Text passage

------------------------------------------------------------------------

General characteristics
- Class & type: Bucentaure-class ship of the line
- Displacement: 3,868 tonneaux
- Tons burthen: 2,034 port tonneaux
- Length: 59.28 m (194 ft 6 in)
- Beam: 15.27 m (50 ft 1 in)
- Draught: 7.8 m (25 ft 7 in)
- Depth of hold: 7.64 m (25 ft 1 in)
- Sail plan: Full-rigged ship
- Crew: 866 (wartime)
- Armament: 80 guns:; Lower gun deck: 30 × 36 pdr guns; Upper gun deck: 32 × 24 pdr guns; Forecastle and Quarterdeck: 14 × 12 pdr guns & 14 × 36 pdr carronades;

= French ship Friedland (1810) =

Ship of the line of the French Navy

Friedland was a 3rd rank, 90-gun built for the French Navy during the first decade of the 19th century. Completed in 1811, she played a minor role in the Napoleonic Wars.

==Description==
Designed by Jacques-Noël Sané, the Bucentaure-class ships had a length of 59.28 m, a beam of 15.27 m and a depth of hold of 7.64 m. The ships displaced 3,868 tonneaux and had a mean draught of 7.8 m. They had a tonnage of 2,034 port tonneaux. Their crew numbered 866 officers and ratings during wartime. They were fitted with three masts and ship rigged.

------------------------------------------------------------------------

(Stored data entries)
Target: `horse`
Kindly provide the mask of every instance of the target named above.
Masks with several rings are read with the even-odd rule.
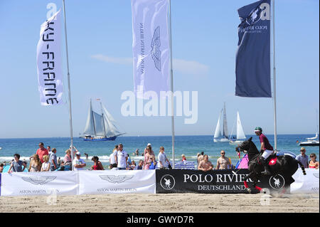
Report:
[[[246,151],[247,157],[249,159],[248,162],[248,170],[250,171],[249,174],[244,178],[245,187],[249,193],[254,193],[255,191],[260,192],[262,188],[256,186],[258,180],[261,178],[261,172],[264,170],[263,166],[260,164],[260,159],[261,159],[261,154],[259,150],[257,149],[255,143],[252,141],[252,137],[249,139],[244,141],[242,143],[239,144],[235,150],[238,152],[240,151]],[[289,155],[277,156],[277,161],[275,162],[274,158],[275,158],[275,154],[270,155],[267,162],[269,163],[270,167],[270,170],[274,175],[281,174],[284,179],[284,190],[286,191],[291,184],[294,182],[294,179],[292,178],[292,175],[296,172],[299,168],[299,164],[301,166],[301,169],[303,174],[306,175],[306,171],[304,170],[304,165],[298,160],[295,159]],[[274,164],[270,165],[270,160],[272,159]],[[252,189],[249,187],[247,180],[250,179],[252,181],[253,187]]]

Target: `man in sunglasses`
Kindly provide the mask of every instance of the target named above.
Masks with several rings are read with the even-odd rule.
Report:
[[[309,168],[308,155],[306,154],[306,149],[304,147],[300,148],[300,153],[296,157],[296,159],[300,161],[304,168]],[[301,168],[300,164],[299,164],[299,167]]]
[[[262,155],[261,157],[262,158],[260,161],[263,167],[265,167],[265,171],[262,172],[262,174],[271,175],[272,173],[270,167],[267,162],[267,159],[274,152],[273,147],[271,146],[267,137],[264,134],[262,134],[262,129],[261,127],[257,127],[255,129],[255,133],[259,137],[259,139],[260,140],[261,143],[260,152],[262,152]]]
[[[231,166],[231,163],[230,163],[230,160],[228,158],[225,157],[225,152],[222,150],[220,154],[221,157],[217,160],[217,167],[215,169],[228,169],[228,166]]]

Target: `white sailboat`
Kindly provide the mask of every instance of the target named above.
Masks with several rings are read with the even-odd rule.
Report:
[[[101,114],[98,114],[92,110],[90,100],[87,124],[83,132],[85,141],[114,140],[117,137],[125,134],[119,131],[115,125],[116,121],[102,102],[100,105]]]
[[[316,133],[314,137],[306,138],[306,141],[300,142],[300,146],[319,146],[318,132],[319,132],[319,123],[318,123],[318,111],[316,111]]]
[[[213,136],[214,142],[229,142],[229,138],[228,137],[228,125],[227,125],[227,114],[225,111],[225,103],[223,107],[223,125],[221,128],[221,124],[220,122],[220,119],[221,118],[221,114],[223,110],[221,110],[219,118],[218,119],[217,126],[215,127],[215,135]],[[221,131],[223,132],[221,132]]]
[[[231,132],[232,134],[232,132]],[[231,136],[230,137],[231,138]],[[236,139],[230,139],[229,144],[232,145],[238,145],[241,144],[243,141],[246,139],[245,132],[243,131],[242,125],[241,124],[241,120],[240,119],[239,111],[237,112],[237,134]]]

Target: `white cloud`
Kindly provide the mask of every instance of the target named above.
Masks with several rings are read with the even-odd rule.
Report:
[[[132,65],[132,58],[114,58],[96,54],[91,56],[92,58],[104,61],[108,63],[116,63],[122,65]],[[191,75],[206,75],[209,71],[209,66],[200,63],[194,60],[186,60],[183,59],[174,58],[173,68],[174,71]]]

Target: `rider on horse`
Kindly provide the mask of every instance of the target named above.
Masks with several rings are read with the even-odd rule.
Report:
[[[271,173],[270,167],[269,166],[266,160],[268,157],[274,152],[273,147],[272,146],[271,146],[267,137],[262,134],[262,129],[261,127],[257,127],[255,129],[255,132],[256,135],[259,136],[259,139],[261,143],[260,152],[263,152],[262,155],[261,156],[262,158],[260,160],[261,163],[265,167],[265,171],[262,172],[262,174],[266,175],[272,175],[272,174]]]

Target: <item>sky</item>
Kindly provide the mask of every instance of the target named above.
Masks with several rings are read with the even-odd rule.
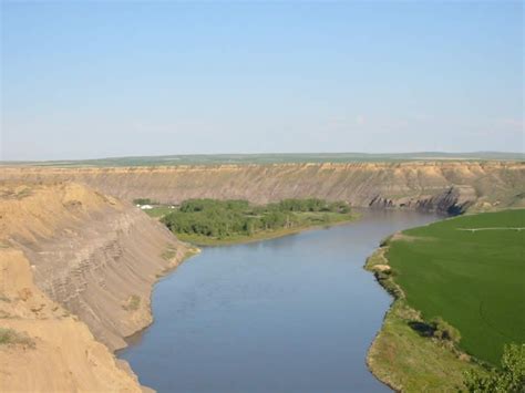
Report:
[[[0,159],[525,149],[521,1],[0,1]]]

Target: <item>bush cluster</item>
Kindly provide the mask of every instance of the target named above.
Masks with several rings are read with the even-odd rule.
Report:
[[[189,199],[162,221],[177,234],[225,238],[305,225],[305,218],[298,213],[306,211],[348,214],[350,207],[344,201],[328,203],[315,198],[285,199],[266,206],[253,206],[239,199]],[[319,217],[316,219],[319,221]],[[321,216],[320,221],[328,224],[330,217]]]

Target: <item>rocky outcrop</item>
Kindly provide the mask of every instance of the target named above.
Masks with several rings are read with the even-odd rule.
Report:
[[[420,162],[172,167],[4,167],[0,179],[74,180],[127,200],[291,197],[344,199],[359,207],[441,213],[525,205],[525,164]]]
[[[85,186],[0,185],[0,391],[142,391],[112,351],[151,323],[153,283],[187,252]]]
[[[187,251],[131,204],[76,184],[0,188],[2,241],[30,261],[35,285],[111,350],[152,321],[150,293]]]
[[[125,362],[45,296],[23,252],[0,248],[0,391],[141,392]]]

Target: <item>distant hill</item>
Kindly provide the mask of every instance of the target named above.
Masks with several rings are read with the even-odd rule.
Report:
[[[285,164],[285,163],[370,163],[412,161],[525,161],[525,153],[267,153],[267,154],[188,154],[96,159],[0,162],[0,165],[38,166],[155,166],[155,165],[217,165],[217,164]]]

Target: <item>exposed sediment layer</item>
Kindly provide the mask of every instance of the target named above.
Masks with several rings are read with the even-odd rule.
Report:
[[[124,199],[161,203],[292,197],[344,199],[359,207],[461,213],[469,207],[525,205],[525,164],[421,162],[209,165],[173,167],[4,167],[0,179],[74,180]]]
[[[138,391],[110,350],[151,323],[153,283],[187,250],[136,207],[83,185],[0,186],[0,325],[35,343],[1,345],[3,387]],[[25,382],[11,366],[19,358],[35,370]]]

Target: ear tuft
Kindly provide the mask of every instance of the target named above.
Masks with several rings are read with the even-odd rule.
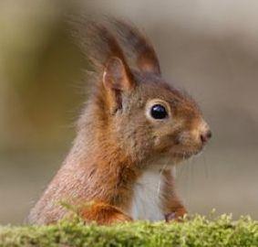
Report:
[[[120,59],[112,57],[108,60],[103,72],[103,84],[106,89],[113,91],[129,91],[133,87],[132,79]]]

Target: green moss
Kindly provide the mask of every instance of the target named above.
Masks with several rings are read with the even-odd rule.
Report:
[[[258,246],[258,221],[196,216],[181,223],[133,222],[111,227],[79,220],[50,226],[0,227],[0,246]]]

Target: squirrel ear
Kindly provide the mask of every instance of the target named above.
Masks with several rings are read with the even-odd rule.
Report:
[[[108,60],[103,73],[103,84],[112,91],[129,91],[133,87],[131,75],[122,60],[112,57]]]
[[[122,108],[122,92],[134,87],[129,67],[118,57],[108,60],[103,72],[103,85],[107,91],[107,102],[112,113]]]

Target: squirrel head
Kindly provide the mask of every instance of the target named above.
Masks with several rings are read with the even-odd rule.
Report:
[[[165,156],[175,164],[199,153],[212,134],[197,103],[162,79],[153,47],[137,28],[111,24],[115,36],[91,25],[83,49],[98,74],[88,105],[100,142],[139,162]]]

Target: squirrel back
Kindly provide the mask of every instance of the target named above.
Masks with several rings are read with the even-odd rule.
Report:
[[[211,137],[198,105],[162,79],[152,45],[136,27],[119,20],[112,28],[91,24],[85,30],[84,21],[77,27],[95,85],[73,147],[29,221],[62,219],[62,201],[100,224],[182,216],[171,168]]]

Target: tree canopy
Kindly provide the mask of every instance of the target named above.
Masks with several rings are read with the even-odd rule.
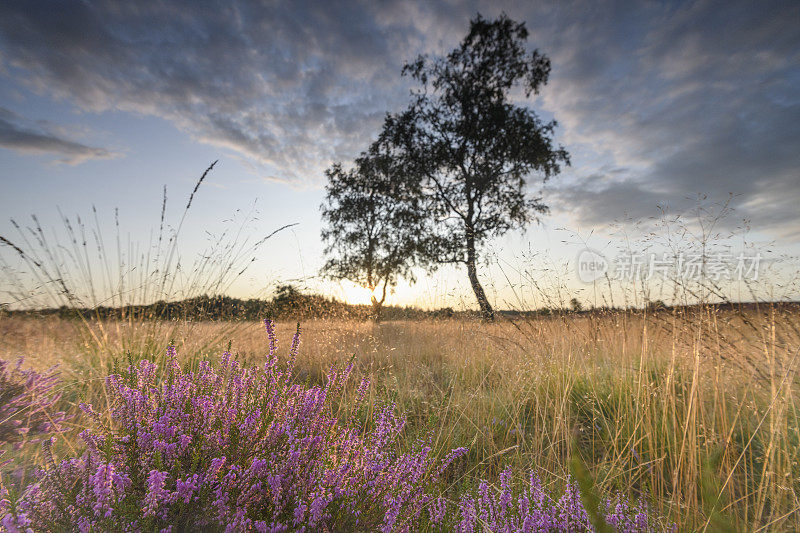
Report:
[[[373,291],[376,320],[387,289],[399,277],[414,281],[412,267],[424,246],[424,197],[417,183],[398,171],[377,146],[356,159],[351,169],[335,163],[327,171],[322,238],[328,260],[323,274],[347,279]]]
[[[556,122],[512,98],[537,94],[550,74],[549,59],[526,50],[527,37],[524,23],[479,14],[447,56],[407,63],[403,74],[419,87],[405,111],[387,115],[376,143],[418,182],[432,244],[423,262],[465,264],[487,319],[493,310],[478,280],[480,246],[546,212],[541,197],[528,196],[526,178],[547,180],[569,164],[554,146]]]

------------------------------------------------------------------------

Parts of the exercise
a) Answer these questions using the Friedland article:
(i) Who designed the Bucentaure-class ships?
(ii) In what year was Friedland completed?
(iii) How many 24-pounder guns were on the upper gun deck?
b) Translate this sentence from the Friedland article into Spanish: "Completed in 1811, she played a minor role in the Napoleonic Wars."
c) Extend the Friedland article, starting after its last sentence.

Responses to the tasks
a)
(i) Jacques-Noël Sané
(ii) 1811
(iii) 32

b) Terminado en 1811, desempeñó un papel menor en las Guerras Napoleónicas.

c)
The muzzle-loading, smoothbore armament of the Bucentaure class consisted of thirty 36-pounder long guns on the lower gun deck and thirty-two 24-pounder long guns on the upper gun deck. The armament on the quarterdeck and forecastle varied as the ships' authorised armament was changed over the years that the Bucentares were built. Friedland was fitted with fourteen 12-pounder long guns and fourteen 36-pounder carronades.

== Construction and career ==
Friedland was ordered on 2 June 1807 as a 74-gun ship of the line with the name Illustre, but this was revised to an 90-gun ship on 9 July and the ship was renamed Friedland on 28 July. She was laid down that same month in Antwerp. Napoleon and his wife, Marie Louise, Duchess of Parma, attended her launching on 2 May 1810. Friedland was commissioned on 4 January 1811 by Captain Pierre-Marie Le Bozec and completed in May. The ship was assigned to the Scheldt Squadron in February 1812. She was transferred to the Royal Netherlands Navy as war reparations under the terms the Treaty of Fontainebleau of 1814. Renamed Vlaming, she was broken up in 1823.